= List of MPBL awards =

The Maharlika Pilipinas Basketball League (MPBL) presents ten annual awards to recognize its teams, players, and coaches for their accomplishments. This does not include the three team trophies the league gives out to division champions and league champions as well as the All-MPBL Teams.

The MPBL holds an awarding ceremony during the national finals of every season since 2019. This is where most of the awards are given out with the exclusion of the Finals MVP and Coach of the Year, which are presented at the conclusion of the finals.

==History==
The MPBL has been presenting awards in every season since the league's establishment, but in the beginning there was only one, that being the Finals Most Valuable Player, first given out after the 2018 MPBL finals.

The 2018–19 season introduced a multitude of awards, with the first being the All-Star Game Most Valuable Player, first presented the inaugural All-Star Game. This is then followed by the Most Valuable Player, Defensive Player of the Year, Executive of the Year, and sportsmanship awards, which were all presented during the 2019 MPBL finals. At the conclusion of the series, it also introduced the Coach of the Year.

§ **PROVIDED DATA**
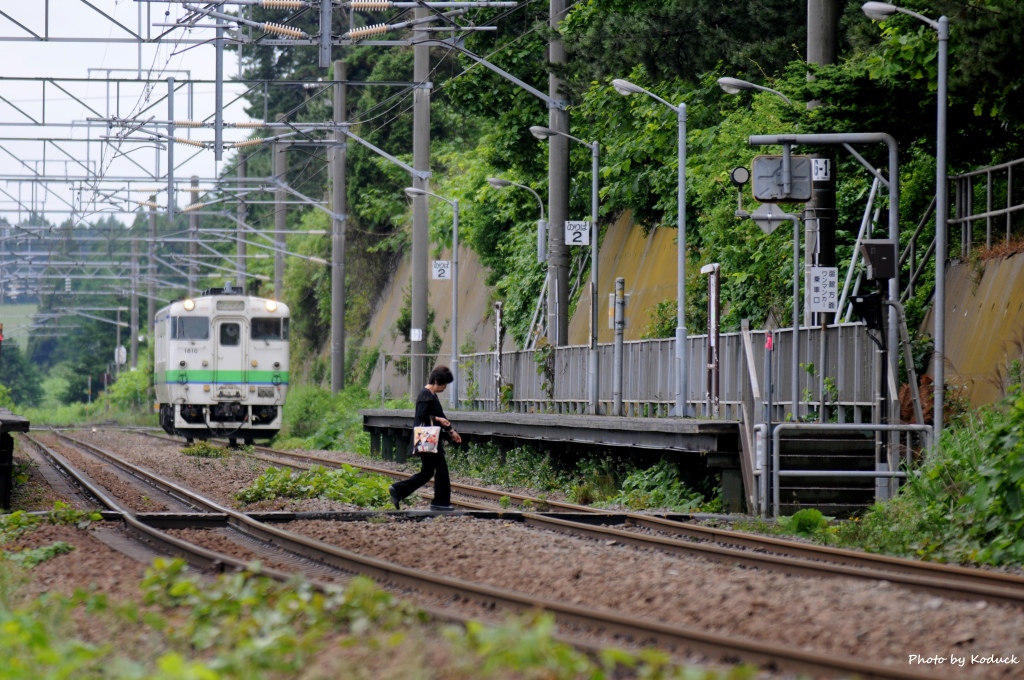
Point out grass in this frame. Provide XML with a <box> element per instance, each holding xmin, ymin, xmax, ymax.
<box><xmin>0</xmin><ymin>558</ymin><xmax>755</xmax><ymax>680</ymax></box>
<box><xmin>736</xmin><ymin>385</ymin><xmax>1024</xmax><ymax>566</ymax></box>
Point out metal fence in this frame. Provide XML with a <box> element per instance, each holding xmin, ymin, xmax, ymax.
<box><xmin>949</xmin><ymin>159</ymin><xmax>1024</xmax><ymax>259</ymax></box>
<box><xmin>448</xmin><ymin>324</ymin><xmax>883</xmax><ymax>423</ymax></box>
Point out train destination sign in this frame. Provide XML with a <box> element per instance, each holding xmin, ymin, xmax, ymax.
<box><xmin>565</xmin><ymin>219</ymin><xmax>590</xmax><ymax>246</ymax></box>
<box><xmin>430</xmin><ymin>260</ymin><xmax>452</xmax><ymax>281</ymax></box>
<box><xmin>808</xmin><ymin>266</ymin><xmax>839</xmax><ymax>313</ymax></box>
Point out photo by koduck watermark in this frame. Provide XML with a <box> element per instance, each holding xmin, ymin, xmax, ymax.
<box><xmin>907</xmin><ymin>654</ymin><xmax>1021</xmax><ymax>668</ymax></box>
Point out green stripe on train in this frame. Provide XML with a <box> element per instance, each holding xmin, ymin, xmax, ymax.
<box><xmin>157</xmin><ymin>371</ymin><xmax>288</xmax><ymax>385</ymax></box>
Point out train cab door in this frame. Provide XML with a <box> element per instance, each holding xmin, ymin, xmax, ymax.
<box><xmin>213</xmin><ymin>318</ymin><xmax>248</xmax><ymax>401</ymax></box>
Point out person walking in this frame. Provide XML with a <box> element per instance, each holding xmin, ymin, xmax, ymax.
<box><xmin>388</xmin><ymin>366</ymin><xmax>462</xmax><ymax>512</ymax></box>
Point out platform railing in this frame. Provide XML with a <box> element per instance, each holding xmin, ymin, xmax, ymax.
<box><xmin>448</xmin><ymin>324</ymin><xmax>882</xmax><ymax>423</ymax></box>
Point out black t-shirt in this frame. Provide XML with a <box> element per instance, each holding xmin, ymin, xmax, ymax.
<box><xmin>413</xmin><ymin>387</ymin><xmax>452</xmax><ymax>432</ymax></box>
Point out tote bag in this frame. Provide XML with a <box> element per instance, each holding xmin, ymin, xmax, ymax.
<box><xmin>413</xmin><ymin>417</ymin><xmax>441</xmax><ymax>456</ymax></box>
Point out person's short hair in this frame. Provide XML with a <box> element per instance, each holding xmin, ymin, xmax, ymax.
<box><xmin>427</xmin><ymin>366</ymin><xmax>455</xmax><ymax>385</ymax></box>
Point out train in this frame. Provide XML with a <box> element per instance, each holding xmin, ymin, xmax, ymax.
<box><xmin>154</xmin><ymin>284</ymin><xmax>290</xmax><ymax>447</ymax></box>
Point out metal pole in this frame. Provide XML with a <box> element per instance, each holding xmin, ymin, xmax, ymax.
<box><xmin>213</xmin><ymin>16</ymin><xmax>222</xmax><ymax>163</ymax></box>
<box><xmin>760</xmin><ymin>331</ymin><xmax>775</xmax><ymax>516</ymax></box>
<box><xmin>273</xmin><ymin>135</ymin><xmax>288</xmax><ymax>300</ymax></box>
<box><xmin>114</xmin><ymin>307</ymin><xmax>121</xmax><ymax>378</ymax></box>
<box><xmin>548</xmin><ymin>0</ymin><xmax>569</xmax><ymax>347</ymax></box>
<box><xmin>188</xmin><ymin>175</ymin><xmax>199</xmax><ymax>297</ymax></box>
<box><xmin>145</xmin><ymin>196</ymin><xmax>157</xmax><ymax>338</ymax></box>
<box><xmin>790</xmin><ymin>215</ymin><xmax>800</xmax><ymax>419</ymax></box>
<box><xmin>331</xmin><ymin>61</ymin><xmax>348</xmax><ymax>394</ymax></box>
<box><xmin>410</xmin><ymin>7</ymin><xmax>430</xmax><ymax>385</ymax></box>
<box><xmin>588</xmin><ymin>141</ymin><xmax>601</xmax><ymax>416</ymax></box>
<box><xmin>167</xmin><ymin>77</ymin><xmax>177</xmax><ymax>220</ymax></box>
<box><xmin>611</xmin><ymin>277</ymin><xmax>626</xmax><ymax>416</ymax></box>
<box><xmin>937</xmin><ymin>16</ymin><xmax>949</xmax><ymax>444</ymax></box>
<box><xmin>234</xmin><ymin>156</ymin><xmax>248</xmax><ymax>294</ymax></box>
<box><xmin>450</xmin><ymin>199</ymin><xmax>459</xmax><ymax>410</ymax></box>
<box><xmin>675</xmin><ymin>103</ymin><xmax>690</xmax><ymax>418</ymax></box>
<box><xmin>129</xmin><ymin>235</ymin><xmax>138</xmax><ymax>371</ymax></box>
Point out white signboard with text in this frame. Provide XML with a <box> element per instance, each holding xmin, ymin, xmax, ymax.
<box><xmin>431</xmin><ymin>260</ymin><xmax>452</xmax><ymax>281</ymax></box>
<box><xmin>807</xmin><ymin>266</ymin><xmax>839</xmax><ymax>313</ymax></box>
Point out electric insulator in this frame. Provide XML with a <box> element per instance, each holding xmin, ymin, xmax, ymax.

§ **WHAT YOU NEED TO DO**
**1)** According to the MPBL awards text, which award was the only one the league presented at first?
**2)** Pick out every line of the entries that contains the word "person". Matching is case-sensitive.
The entries are unrelated to the MPBL awards text.

§ **RESPONSES IN ORDER**
**1)** The Finals Most Valuable Player, first given out after the 2018 MPBL finals.

**2)**
Point out person walking in this frame. Provide XML with a <box> element per instance, each holding xmin, ymin, xmax, ymax.
Point out person's short hair in this frame. Provide XML with a <box> element per instance, each holding xmin, ymin, xmax, ymax.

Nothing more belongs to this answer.